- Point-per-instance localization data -

[Start of section]

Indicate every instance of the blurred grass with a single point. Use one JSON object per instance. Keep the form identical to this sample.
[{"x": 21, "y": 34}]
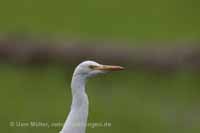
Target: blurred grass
[
  {"x": 129, "y": 20},
  {"x": 132, "y": 100}
]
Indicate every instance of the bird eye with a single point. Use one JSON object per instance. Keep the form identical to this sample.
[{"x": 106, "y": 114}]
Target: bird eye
[{"x": 92, "y": 66}]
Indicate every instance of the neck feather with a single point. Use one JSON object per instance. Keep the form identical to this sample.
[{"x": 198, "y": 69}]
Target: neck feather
[{"x": 77, "y": 119}]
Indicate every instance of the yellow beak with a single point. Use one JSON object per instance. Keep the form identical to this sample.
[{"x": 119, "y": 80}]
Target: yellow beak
[{"x": 109, "y": 68}]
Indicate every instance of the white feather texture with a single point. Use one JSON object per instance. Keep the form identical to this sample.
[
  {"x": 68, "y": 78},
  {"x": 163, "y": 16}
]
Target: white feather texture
[{"x": 76, "y": 121}]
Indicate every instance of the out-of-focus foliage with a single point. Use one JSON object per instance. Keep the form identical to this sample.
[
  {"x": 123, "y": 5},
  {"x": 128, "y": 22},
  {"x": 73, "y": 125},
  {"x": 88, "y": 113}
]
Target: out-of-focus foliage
[
  {"x": 133, "y": 100},
  {"x": 126, "y": 19}
]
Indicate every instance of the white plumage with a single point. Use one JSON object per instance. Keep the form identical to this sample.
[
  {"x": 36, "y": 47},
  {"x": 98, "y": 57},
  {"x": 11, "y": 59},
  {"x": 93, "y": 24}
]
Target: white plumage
[{"x": 76, "y": 121}]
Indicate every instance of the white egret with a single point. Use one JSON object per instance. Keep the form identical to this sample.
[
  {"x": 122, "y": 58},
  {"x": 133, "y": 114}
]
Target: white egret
[{"x": 76, "y": 121}]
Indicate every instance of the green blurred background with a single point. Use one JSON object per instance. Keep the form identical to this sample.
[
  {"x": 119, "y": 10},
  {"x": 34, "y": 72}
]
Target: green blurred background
[{"x": 134, "y": 100}]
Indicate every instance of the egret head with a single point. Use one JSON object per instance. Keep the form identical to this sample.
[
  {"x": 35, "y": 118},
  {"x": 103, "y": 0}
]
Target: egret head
[{"x": 91, "y": 68}]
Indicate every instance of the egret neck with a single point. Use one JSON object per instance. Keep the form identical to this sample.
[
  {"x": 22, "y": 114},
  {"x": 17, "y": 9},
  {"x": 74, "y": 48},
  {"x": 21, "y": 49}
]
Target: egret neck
[{"x": 77, "y": 119}]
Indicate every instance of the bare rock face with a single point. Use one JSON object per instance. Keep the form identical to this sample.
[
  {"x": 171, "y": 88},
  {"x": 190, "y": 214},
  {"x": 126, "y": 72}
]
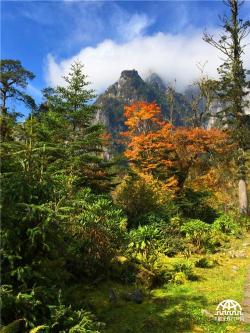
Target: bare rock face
[{"x": 129, "y": 88}]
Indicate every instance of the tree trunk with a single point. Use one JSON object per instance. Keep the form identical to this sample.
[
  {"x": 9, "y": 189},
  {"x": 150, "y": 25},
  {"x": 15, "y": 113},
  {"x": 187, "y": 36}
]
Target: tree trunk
[{"x": 243, "y": 203}]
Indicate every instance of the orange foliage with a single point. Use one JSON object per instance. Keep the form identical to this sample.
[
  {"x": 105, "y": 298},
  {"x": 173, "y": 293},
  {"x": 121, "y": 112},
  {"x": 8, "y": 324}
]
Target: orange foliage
[{"x": 154, "y": 146}]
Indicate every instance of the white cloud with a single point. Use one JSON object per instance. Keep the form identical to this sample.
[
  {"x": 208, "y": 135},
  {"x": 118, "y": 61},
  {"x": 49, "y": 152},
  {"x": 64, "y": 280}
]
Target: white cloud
[
  {"x": 171, "y": 56},
  {"x": 131, "y": 27}
]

[End of section]

- Requirement -
Transcribe each entry exactly; images stay out.

- Problem solution -
Indicate every instance of the blurred grass with a single point. Use one JSON object per instance. Keep the form identical to this sample.
[{"x": 21, "y": 34}]
Target: blurred grass
[
  {"x": 129, "y": 20},
  {"x": 132, "y": 100}
]
Indicate every instance of the bird eye with a single point. Use one JSON object per instance. Keep the form identical to this sample.
[{"x": 106, "y": 114}]
Target: bird eye
[{"x": 92, "y": 66}]
Indicate every instance of the neck feather with a single point. Use one JSON object per instance. Keep the form identical to this sample.
[{"x": 198, "y": 69}]
Target: neck feather
[{"x": 77, "y": 119}]
Indicate every instance of the yellow beak with a single point. Use one JSON object per instance. Keep the form identical to this sample.
[{"x": 119, "y": 80}]
Target: yellow beak
[{"x": 109, "y": 68}]
Indicate every instance of the white feather texture with a single point. Use one JSON object per instance. Keep the form identical to this sample.
[
  {"x": 68, "y": 78},
  {"x": 163, "y": 16}
]
Target: white feather texture
[{"x": 76, "y": 121}]
Indicate every instance of the out-of-focus foliage with a single point. Use one JSON object per instance. Keep the form identical to this sample.
[
  {"x": 123, "y": 5},
  {"x": 128, "y": 22},
  {"x": 73, "y": 125},
  {"x": 88, "y": 113}
]
Target: out-of-focus foliage
[
  {"x": 133, "y": 100},
  {"x": 126, "y": 19}
]
Indicate every instance of the white plumage with a single point. Use one JSON object per instance. Keep the form identical to this sample.
[
  {"x": 36, "y": 47},
  {"x": 98, "y": 57},
  {"x": 11, "y": 59},
  {"x": 93, "y": 24}
]
Target: white plumage
[{"x": 76, "y": 121}]
Indicate every instance of the white egret with a single point. Use one JSON object per instance. Keep the form identical to this sample.
[
  {"x": 122, "y": 58},
  {"x": 133, "y": 114}
]
Target: white egret
[{"x": 76, "y": 121}]
Indicate every instance of the green blurred background with a single point. Use one JSON object per instance. Keep the form identical to this sample.
[
  {"x": 119, "y": 10},
  {"x": 34, "y": 72}
]
Target: green blurred background
[{"x": 134, "y": 100}]
Indicate every instance of the egret head with a single point. Use one JSON object per instance. Keep the form identical to this sample.
[
  {"x": 35, "y": 118},
  {"x": 103, "y": 0}
]
Target: egret head
[{"x": 91, "y": 68}]
Indicate every instance of the egret neck with a single point. Use one JSON object per instance. Keep the form identical to this sample.
[
  {"x": 22, "y": 114},
  {"x": 17, "y": 9},
  {"x": 74, "y": 48},
  {"x": 21, "y": 49}
]
Target: egret neck
[{"x": 77, "y": 119}]
Indicate every instance of the bare rock face with a single point. Use one JSON object per instance. Keep the form identical to this sample.
[
  {"x": 171, "y": 88},
  {"x": 190, "y": 214},
  {"x": 126, "y": 72}
]
Target: bare rock face
[{"x": 129, "y": 88}]
Indicate every instance of the tree trunk with a single point. Use one JSON object per instance. Keep the form identical to this sample.
[
  {"x": 9, "y": 189},
  {"x": 150, "y": 25},
  {"x": 15, "y": 113},
  {"x": 187, "y": 36}
]
Target: tree trunk
[{"x": 243, "y": 203}]
Indicate every instance of the orange foliage with a single point. Use one JSON object per instance. Keep the form identical to this sample.
[
  {"x": 105, "y": 298},
  {"x": 173, "y": 293},
  {"x": 121, "y": 112},
  {"x": 8, "y": 324}
]
Target: orange foliage
[{"x": 154, "y": 146}]
Indicate every instance of the white cloud with a single point. Use one JSON object per instance. Keep the form identical to this sample.
[
  {"x": 208, "y": 135},
  {"x": 118, "y": 61},
  {"x": 49, "y": 152},
  {"x": 64, "y": 280}
]
Target: white cloud
[
  {"x": 171, "y": 56},
  {"x": 131, "y": 27}
]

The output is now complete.